Text-to-region grounding data:
- - - - - - -
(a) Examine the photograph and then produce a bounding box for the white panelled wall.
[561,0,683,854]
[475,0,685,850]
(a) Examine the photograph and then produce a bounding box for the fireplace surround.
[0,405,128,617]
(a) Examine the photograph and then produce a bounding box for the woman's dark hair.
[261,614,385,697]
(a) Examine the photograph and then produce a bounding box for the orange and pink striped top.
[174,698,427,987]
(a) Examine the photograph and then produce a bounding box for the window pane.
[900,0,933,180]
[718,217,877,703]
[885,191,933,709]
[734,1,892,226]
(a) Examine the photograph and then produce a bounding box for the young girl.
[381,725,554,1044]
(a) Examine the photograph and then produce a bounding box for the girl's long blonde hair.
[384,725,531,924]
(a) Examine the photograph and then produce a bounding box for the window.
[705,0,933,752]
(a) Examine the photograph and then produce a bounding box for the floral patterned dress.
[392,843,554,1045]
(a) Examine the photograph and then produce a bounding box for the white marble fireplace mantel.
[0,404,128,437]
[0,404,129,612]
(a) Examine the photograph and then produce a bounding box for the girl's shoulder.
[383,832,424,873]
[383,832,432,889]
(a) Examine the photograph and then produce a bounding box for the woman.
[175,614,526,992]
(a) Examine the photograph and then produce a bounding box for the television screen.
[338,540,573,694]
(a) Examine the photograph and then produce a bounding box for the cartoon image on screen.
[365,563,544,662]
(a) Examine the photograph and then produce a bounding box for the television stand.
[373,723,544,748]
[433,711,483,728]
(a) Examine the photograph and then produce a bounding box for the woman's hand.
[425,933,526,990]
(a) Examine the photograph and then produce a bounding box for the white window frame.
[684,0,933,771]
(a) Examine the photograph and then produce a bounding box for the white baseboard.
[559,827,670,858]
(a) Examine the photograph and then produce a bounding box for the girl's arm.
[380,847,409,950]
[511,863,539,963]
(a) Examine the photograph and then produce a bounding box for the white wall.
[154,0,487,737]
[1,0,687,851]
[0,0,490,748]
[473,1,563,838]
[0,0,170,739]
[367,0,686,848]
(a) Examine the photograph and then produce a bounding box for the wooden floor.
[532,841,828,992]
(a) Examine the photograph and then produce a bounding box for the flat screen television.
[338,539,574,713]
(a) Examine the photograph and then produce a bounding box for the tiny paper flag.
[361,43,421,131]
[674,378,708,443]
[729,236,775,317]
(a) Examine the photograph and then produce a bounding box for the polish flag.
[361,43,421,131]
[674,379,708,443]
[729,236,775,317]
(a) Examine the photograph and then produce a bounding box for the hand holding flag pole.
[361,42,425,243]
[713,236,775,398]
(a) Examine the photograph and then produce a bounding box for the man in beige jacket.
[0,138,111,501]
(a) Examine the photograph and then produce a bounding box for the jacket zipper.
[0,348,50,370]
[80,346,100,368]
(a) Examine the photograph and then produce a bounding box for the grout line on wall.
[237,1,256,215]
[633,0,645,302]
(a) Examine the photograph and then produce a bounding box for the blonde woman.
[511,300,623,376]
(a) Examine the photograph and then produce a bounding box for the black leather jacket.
- - - - - - -
Please reproduce the data as it was given, with every line exact.

(a) Examine the photograph and then produce a bounding box for the white panelled wall.
[561,0,683,854]
[475,0,685,850]
(a) Examine the photograph and then produce a bounding box for the fireplace surround.
[0,405,128,617]
(a) Examine the photograph and then produce a bounding box for the woman's dark hair.
[261,614,385,697]
(a) Examine the photograph and then produce a bounding box for the orange and pink striped top.
[174,698,427,987]
(a) Examine the photograph and then produce a bounding box for the window pane.
[900,0,933,180]
[718,217,877,703]
[885,191,933,709]
[734,1,892,226]
(a) Examine the photograph and then produce a bounding box for the young girl.
[381,725,554,1044]
(a) Examine the photograph and then produce a bounding box for the girl's long blonde hair.
[384,725,531,924]
(a) Examine the photograph and then produce a bounding box for the window.
[705,0,933,752]
(a) Examine the photograph and then produce a bounding box for the floral patterned dress.
[392,843,554,1045]
(a) Examine the photograph and then produce a bounding box for the white marble fireplace mantel.
[0,404,128,437]
[0,404,129,612]
(a) Examine the photograph and then produce a bounding box for the girl's shoulder.
[383,832,424,873]
[383,832,432,889]
(a) Examine the photograph and then produce a bounding box for the woman.
[175,614,526,992]
(a) Examine the photograph and then produce a bounding box for the television screen.
[338,540,573,694]
(a) Examine the photograph and then produce a bounding box for the cartoon image on screen.
[365,563,544,662]
(a) Examine the photograph and then produce a bounding box for the television stand.
[373,723,544,748]
[433,711,483,728]
(a) Examine the photograph and then produce a bounding box for the woman's hand.
[425,933,526,990]
(a) Examine the photograph and then produce a bounding box for the white window frame.
[684,0,933,771]
(a) Examine the photograph and then produce a bounding box for the white baseboard.
[559,827,670,858]
(a) Examine the photograph and then produce a bounding box for the girl's arm.
[380,847,409,950]
[511,863,539,963]
(a) Examine the photograph and then produce a bounding box for the white wall.
[154,0,487,737]
[1,0,687,851]
[0,0,490,748]
[473,1,563,838]
[0,0,170,739]
[367,0,686,848]
(a) Examine the photograph and then produce a bounding box for the wooden floor.
[532,841,828,992]
(a) Examine the photograph and then produce a bounding box for the flat screen television.
[338,539,574,713]
(a) Examine the photograph and then produce a bounding box for the tiny paper flag.
[361,43,421,131]
[674,378,708,443]
[729,236,775,317]
(a) Examine the photograph and then produce a bounding box for the polish flag.
[361,43,421,131]
[674,379,708,443]
[729,236,775,317]
(a) Examine the photograph and then produce a bounding box for the hand holding flag pole.
[361,42,425,243]
[713,236,775,398]
(a) Examine the photograph and then produce a bounding box for the man in beige jacket.
[0,138,111,501]
(a) Examine the photograph and then produce a bounding box for the jacket zipper.
[0,348,50,370]
[80,346,100,368]
(a) Examine the photograph and then produce a bounding box for the grout line on wall.
[237,1,256,215]
[633,0,645,302]
(a) Examine the photograph and then produce a bounding box for the blonde woman.
[511,300,623,376]
(a) Examine the photograph and then produce a bounding box for the black leather jacket.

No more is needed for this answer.